* [TASK OBJECTIVE]: Start with the line containing "Expected output: one point per instance of the dense" and write out each line through the end of the listing, exactly as given.

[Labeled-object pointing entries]
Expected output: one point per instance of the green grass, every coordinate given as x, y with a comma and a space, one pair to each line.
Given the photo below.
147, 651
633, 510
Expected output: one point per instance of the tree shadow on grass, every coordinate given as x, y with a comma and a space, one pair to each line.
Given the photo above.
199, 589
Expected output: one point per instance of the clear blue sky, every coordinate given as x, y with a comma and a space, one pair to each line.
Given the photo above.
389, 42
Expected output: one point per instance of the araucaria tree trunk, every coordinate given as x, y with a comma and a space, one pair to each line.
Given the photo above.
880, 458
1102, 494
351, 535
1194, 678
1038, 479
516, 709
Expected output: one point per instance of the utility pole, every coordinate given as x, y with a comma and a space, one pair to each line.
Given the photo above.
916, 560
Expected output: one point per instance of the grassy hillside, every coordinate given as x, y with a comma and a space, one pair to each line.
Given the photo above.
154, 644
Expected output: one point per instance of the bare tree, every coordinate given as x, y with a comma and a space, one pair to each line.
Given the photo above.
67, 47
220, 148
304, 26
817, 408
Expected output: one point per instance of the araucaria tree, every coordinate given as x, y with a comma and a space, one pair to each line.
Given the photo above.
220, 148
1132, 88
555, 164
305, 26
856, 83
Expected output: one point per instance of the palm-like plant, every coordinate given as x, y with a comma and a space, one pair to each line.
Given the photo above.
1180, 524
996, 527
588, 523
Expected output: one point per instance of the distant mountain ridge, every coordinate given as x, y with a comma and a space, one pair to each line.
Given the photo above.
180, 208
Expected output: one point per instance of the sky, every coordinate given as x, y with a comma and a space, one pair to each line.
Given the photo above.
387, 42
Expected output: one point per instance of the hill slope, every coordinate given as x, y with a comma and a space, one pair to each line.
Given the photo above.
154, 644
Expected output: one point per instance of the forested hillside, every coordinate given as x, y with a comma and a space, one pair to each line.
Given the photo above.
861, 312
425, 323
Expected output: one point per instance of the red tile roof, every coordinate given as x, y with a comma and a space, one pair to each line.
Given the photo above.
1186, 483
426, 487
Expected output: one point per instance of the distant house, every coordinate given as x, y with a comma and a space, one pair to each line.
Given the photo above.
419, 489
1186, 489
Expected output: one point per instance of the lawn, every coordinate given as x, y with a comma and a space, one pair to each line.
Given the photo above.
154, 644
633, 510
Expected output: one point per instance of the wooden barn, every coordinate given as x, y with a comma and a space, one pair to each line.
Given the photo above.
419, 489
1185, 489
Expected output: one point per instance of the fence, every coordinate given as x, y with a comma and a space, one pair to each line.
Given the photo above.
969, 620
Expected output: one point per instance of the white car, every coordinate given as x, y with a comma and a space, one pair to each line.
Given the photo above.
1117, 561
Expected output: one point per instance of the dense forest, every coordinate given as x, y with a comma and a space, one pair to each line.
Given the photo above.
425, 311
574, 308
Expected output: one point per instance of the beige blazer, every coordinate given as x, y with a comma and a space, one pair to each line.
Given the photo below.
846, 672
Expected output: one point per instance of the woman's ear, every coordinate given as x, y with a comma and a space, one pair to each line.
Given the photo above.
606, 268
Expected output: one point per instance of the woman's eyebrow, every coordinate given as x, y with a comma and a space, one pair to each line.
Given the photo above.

* [SOLUTION TO THIS TASK]:
Expected output: one point per instance of the dense forest, every coordinate given as x, y with a comma and a space, one pair to each line.
Given the photo above.
425, 311
574, 308
Expected output: one point per instance of the beige blazer, every coordinate given as x, y with a comma and a space, one pair to each line.
Given the photo below.
846, 672
Expected output: one point per instance of the woman's ear, every coordinate given as x, y with a comma and a space, one pair to each line.
Given the photo above.
606, 268
Expected output: one point per instance of the woman's eyebrow, every coordinate given as x, y with a comma and a space, one pair to each line.
Given the photo above.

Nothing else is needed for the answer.